-- Start INPUT FOR THIS TASK --

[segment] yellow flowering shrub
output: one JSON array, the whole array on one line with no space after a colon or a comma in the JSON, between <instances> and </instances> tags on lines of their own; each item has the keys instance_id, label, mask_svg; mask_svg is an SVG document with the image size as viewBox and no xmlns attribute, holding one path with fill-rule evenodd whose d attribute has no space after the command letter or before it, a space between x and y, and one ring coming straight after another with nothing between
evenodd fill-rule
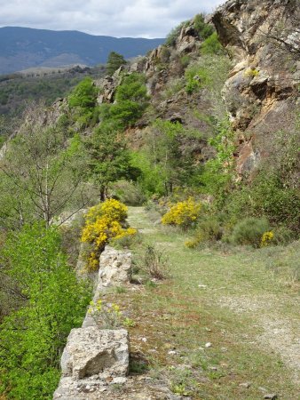
<instances>
[{"instance_id":1,"label":"yellow flowering shrub","mask_svg":"<svg viewBox=\"0 0 300 400\"><path fill-rule=\"evenodd\" d=\"M115 303L108 303L101 299L96 302L91 301L88 314L101 329L132 327L136 324L131 318L123 316L120 306Z\"/></svg>"},{"instance_id":2,"label":"yellow flowering shrub","mask_svg":"<svg viewBox=\"0 0 300 400\"><path fill-rule=\"evenodd\" d=\"M262 236L262 240L260 243L260 247L266 247L269 244L272 244L272 242L274 239L274 234L272 230L270 230L269 232L264 232L264 235Z\"/></svg>"},{"instance_id":3,"label":"yellow flowering shrub","mask_svg":"<svg viewBox=\"0 0 300 400\"><path fill-rule=\"evenodd\" d=\"M126 218L126 205L114 199L107 199L89 210L81 240L92 244L92 251L88 256L90 272L98 269L99 254L111 239L137 233L133 228L124 228Z\"/></svg>"},{"instance_id":4,"label":"yellow flowering shrub","mask_svg":"<svg viewBox=\"0 0 300 400\"><path fill-rule=\"evenodd\" d=\"M187 228L198 220L201 207L200 203L196 203L193 198L189 197L187 200L173 205L162 218L162 223Z\"/></svg>"}]
</instances>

-- End INPUT FOR THIS TASK --

Copy every line of the data word for word, omitting the images.

[segment] yellow flowering shrub
output: one JSON array, the whole array on one line with no space after a colon or a comma in the JSON, between <instances> and </instances> tags on lines of their own; each item has the keys instance_id, label, mask_svg; mask_svg is an SVG document with the image size as viewBox and no xmlns attribute, holding one path with fill-rule evenodd whose d attribute has no space after the command letter or before it, a space between x and y, and one ring coming straight after another with nothing between
evenodd fill-rule
<instances>
[{"instance_id":1,"label":"yellow flowering shrub","mask_svg":"<svg viewBox=\"0 0 300 400\"><path fill-rule=\"evenodd\" d=\"M115 303L108 303L101 299L96 302L91 301L88 314L101 329L132 327L136 324L131 318L123 316L120 306Z\"/></svg>"},{"instance_id":2,"label":"yellow flowering shrub","mask_svg":"<svg viewBox=\"0 0 300 400\"><path fill-rule=\"evenodd\" d=\"M262 236L262 240L260 243L260 247L266 247L269 244L272 244L272 242L274 239L274 234L272 230L270 230L269 232L264 232L264 235Z\"/></svg>"},{"instance_id":3,"label":"yellow flowering shrub","mask_svg":"<svg viewBox=\"0 0 300 400\"><path fill-rule=\"evenodd\" d=\"M126 218L126 205L114 199L107 199L89 210L81 240L92 244L92 251L88 256L90 272L98 269L99 254L111 239L137 233L133 228L124 228Z\"/></svg>"},{"instance_id":4,"label":"yellow flowering shrub","mask_svg":"<svg viewBox=\"0 0 300 400\"><path fill-rule=\"evenodd\" d=\"M187 228L198 220L201 207L200 203L196 203L193 198L189 197L187 200L173 205L162 218L162 223Z\"/></svg>"}]
</instances>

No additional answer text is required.